-- START Task material --
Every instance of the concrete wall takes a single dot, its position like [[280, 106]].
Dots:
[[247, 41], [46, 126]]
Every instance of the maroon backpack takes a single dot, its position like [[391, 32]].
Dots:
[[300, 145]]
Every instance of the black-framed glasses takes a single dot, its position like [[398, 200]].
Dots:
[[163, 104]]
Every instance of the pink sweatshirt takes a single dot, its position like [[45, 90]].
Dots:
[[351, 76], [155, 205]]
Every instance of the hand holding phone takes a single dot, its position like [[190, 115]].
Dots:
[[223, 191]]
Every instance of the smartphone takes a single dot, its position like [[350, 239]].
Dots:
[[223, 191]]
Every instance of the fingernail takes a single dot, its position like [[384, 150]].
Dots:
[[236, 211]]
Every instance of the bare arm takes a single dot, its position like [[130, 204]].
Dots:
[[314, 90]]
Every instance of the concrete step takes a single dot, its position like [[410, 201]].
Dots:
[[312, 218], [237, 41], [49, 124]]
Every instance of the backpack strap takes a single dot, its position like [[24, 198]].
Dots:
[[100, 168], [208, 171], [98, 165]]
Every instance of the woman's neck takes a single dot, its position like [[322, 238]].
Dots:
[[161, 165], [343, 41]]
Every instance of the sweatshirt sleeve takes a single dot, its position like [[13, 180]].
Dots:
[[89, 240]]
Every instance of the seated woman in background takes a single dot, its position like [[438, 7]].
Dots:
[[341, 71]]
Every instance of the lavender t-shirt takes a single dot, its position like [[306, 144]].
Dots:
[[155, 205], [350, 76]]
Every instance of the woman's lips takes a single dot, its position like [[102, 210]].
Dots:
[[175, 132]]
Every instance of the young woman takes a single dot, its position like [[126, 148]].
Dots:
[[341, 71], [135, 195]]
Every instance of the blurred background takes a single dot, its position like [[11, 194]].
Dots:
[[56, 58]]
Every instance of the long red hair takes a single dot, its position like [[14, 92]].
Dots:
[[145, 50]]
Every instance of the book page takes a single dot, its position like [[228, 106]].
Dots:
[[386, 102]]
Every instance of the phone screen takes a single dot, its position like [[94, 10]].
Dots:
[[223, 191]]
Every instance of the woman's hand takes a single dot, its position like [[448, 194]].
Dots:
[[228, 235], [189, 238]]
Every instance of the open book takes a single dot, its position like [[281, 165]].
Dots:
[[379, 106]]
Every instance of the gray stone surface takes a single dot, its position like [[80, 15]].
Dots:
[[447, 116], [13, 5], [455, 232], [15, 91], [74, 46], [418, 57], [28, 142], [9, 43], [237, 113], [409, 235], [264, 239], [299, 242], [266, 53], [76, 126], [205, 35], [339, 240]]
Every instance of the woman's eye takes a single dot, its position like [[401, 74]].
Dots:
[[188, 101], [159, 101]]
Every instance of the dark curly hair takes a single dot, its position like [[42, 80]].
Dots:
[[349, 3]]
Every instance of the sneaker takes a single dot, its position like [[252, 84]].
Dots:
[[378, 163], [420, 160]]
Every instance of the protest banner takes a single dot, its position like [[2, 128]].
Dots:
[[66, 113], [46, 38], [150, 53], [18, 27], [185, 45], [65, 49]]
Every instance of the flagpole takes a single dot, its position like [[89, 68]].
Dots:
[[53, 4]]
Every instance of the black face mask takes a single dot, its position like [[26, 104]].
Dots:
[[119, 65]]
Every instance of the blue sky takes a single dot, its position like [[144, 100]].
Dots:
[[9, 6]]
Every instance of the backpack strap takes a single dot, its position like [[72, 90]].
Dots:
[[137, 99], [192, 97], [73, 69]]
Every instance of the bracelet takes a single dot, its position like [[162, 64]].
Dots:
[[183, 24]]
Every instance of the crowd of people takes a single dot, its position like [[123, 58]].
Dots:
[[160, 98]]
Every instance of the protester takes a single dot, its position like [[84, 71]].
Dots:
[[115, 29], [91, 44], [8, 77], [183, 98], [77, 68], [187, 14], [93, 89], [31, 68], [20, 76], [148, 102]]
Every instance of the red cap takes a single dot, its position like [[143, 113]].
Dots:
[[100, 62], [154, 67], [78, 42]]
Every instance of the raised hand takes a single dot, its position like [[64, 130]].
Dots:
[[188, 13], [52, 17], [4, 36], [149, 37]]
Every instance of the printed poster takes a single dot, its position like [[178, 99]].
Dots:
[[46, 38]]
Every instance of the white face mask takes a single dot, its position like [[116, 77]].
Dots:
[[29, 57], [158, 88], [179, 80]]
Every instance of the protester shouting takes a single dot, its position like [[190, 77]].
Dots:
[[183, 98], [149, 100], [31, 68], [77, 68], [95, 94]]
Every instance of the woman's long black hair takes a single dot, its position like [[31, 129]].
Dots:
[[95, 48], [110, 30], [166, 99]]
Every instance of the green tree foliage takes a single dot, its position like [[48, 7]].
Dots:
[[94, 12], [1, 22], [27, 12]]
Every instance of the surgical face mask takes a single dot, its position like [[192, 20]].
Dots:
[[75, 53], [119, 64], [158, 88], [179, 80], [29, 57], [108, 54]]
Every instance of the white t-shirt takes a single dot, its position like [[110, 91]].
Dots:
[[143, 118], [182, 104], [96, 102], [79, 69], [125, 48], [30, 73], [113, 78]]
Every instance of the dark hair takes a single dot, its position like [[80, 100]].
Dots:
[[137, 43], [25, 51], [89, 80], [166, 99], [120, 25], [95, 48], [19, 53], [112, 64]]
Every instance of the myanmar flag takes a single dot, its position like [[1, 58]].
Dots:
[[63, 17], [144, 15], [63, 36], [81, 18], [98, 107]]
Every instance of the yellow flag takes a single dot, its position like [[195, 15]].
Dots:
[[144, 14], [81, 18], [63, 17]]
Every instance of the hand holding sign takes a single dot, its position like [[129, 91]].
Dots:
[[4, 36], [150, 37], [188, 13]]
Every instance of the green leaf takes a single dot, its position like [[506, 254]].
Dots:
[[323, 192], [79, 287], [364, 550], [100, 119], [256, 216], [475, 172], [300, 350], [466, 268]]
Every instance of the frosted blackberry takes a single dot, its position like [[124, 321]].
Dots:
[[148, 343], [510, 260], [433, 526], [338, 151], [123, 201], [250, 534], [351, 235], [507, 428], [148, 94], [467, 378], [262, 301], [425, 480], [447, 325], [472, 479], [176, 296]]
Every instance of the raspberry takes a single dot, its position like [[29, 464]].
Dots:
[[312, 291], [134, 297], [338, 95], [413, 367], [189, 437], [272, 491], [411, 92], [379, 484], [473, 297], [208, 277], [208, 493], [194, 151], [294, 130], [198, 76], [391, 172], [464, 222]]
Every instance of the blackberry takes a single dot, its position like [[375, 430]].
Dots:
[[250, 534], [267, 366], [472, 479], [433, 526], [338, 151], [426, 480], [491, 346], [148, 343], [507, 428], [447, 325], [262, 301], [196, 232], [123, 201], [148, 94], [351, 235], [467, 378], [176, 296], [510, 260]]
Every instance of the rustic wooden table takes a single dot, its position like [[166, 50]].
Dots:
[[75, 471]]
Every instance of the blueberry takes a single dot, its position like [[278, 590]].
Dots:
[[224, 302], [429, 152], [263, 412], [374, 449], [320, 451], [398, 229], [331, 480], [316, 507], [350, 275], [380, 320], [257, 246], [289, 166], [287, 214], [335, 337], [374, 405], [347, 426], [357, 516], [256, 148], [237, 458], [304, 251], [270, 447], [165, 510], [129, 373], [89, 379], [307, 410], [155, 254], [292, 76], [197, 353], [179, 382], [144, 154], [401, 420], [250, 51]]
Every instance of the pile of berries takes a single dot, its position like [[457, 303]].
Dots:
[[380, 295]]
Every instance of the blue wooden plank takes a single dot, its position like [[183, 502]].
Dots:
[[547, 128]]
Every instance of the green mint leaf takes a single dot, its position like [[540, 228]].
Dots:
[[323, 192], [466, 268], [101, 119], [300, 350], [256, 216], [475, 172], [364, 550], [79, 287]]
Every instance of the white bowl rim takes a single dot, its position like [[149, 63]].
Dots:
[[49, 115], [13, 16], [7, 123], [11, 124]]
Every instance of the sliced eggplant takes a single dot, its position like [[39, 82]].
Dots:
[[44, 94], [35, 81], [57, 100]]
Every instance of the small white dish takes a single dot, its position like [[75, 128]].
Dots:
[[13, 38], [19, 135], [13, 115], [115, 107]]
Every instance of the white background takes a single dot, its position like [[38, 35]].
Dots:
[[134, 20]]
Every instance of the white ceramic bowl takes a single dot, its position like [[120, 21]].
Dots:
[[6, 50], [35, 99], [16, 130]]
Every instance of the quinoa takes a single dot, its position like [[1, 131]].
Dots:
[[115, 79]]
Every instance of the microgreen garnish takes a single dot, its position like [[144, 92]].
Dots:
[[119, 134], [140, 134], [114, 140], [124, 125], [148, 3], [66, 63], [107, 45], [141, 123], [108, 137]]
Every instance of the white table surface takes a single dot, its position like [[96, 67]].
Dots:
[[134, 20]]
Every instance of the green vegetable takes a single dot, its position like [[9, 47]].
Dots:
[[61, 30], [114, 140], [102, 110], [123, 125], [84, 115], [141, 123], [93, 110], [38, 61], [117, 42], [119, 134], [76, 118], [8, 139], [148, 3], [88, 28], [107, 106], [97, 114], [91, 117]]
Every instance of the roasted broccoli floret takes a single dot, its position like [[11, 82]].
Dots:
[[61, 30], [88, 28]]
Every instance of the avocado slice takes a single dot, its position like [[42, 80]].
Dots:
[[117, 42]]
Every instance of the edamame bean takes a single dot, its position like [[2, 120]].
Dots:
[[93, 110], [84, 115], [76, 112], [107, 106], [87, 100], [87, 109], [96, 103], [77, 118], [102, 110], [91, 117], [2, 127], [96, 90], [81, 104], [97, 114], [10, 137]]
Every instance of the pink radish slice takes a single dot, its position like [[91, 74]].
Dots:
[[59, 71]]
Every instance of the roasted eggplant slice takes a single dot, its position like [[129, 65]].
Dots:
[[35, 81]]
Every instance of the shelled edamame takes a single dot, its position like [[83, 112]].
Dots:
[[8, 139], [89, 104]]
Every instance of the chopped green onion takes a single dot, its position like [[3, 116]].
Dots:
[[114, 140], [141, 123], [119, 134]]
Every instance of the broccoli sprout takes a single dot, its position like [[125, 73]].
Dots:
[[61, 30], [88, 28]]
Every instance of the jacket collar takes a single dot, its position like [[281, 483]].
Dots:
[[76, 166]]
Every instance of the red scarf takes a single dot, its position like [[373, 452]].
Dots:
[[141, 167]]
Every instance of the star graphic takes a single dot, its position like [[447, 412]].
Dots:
-- END Task material --
> _Task prompt_
Give the lines of the records from the line that contains "Every instance of the green leaf" through the line that contains "550], [79, 287]]", inclusive, as a numbered list, skipping any blank lines.

> _Reply to the task_
1. Every instance of the green leaf takes a single dot, its position like [[506, 254]].
2. Dots:
3. [[323, 192], [79, 287], [364, 550], [100, 119], [256, 216], [475, 172], [300, 350], [466, 268]]
4. Every instance of the frosted blackberry takes a single dot, its position like [[124, 321]].
5. Dots:
6. [[148, 343], [510, 260], [433, 526], [338, 151], [123, 201], [250, 534], [351, 235], [507, 428], [148, 94], [467, 378], [262, 301], [425, 480], [447, 325], [472, 479], [176, 296]]
7. Every instance of the raspberry takes a single dot, its position like [[29, 464]].
8. Dots:
9. [[312, 291], [134, 297], [338, 95], [413, 367], [189, 437], [272, 491], [411, 92], [379, 484], [473, 297], [208, 277], [208, 493], [194, 151], [294, 130], [198, 76], [391, 172], [464, 222]]
10. Every instance of the blackberry takes a single dot, its position like [[375, 430]].
11. Dots:
12. [[250, 534], [267, 366], [472, 479], [433, 526], [338, 151], [426, 480], [491, 346], [148, 343], [507, 428], [447, 325], [262, 301], [196, 232], [123, 201], [148, 94], [351, 235], [467, 378], [176, 296], [510, 260]]
13. Every instance of the rustic wooden table takes a single dot, its position like [[166, 50]].
14. Dots:
15. [[75, 471]]
16. Every instance of the blueberry takes a single dot, its position like [[278, 590]].
17. Dots:
18. [[224, 302], [429, 152], [263, 412], [374, 449], [320, 451], [398, 229], [331, 480], [316, 507], [350, 275], [380, 320], [257, 246], [289, 166], [287, 214], [335, 337], [374, 405], [347, 426], [357, 516], [256, 148], [237, 458], [304, 251], [270, 447], [165, 510], [129, 373], [89, 379], [307, 410], [155, 254], [292, 76], [197, 353], [179, 382], [144, 154], [401, 420], [250, 51]]
19. Every instance of the pile of berries takes a single dot, its position like [[457, 303]].
20. Dots:
21. [[380, 295]]
22. Every instance of the blue wooden plank takes a single dot, its position like [[183, 502]].
23. Dots:
24. [[547, 128]]
25. Every instance of the green mint leaf takes a single dot, its position like [[540, 228]].
26. Dots:
27. [[323, 192], [466, 268], [101, 119], [300, 350], [256, 216], [475, 172], [364, 550], [79, 287]]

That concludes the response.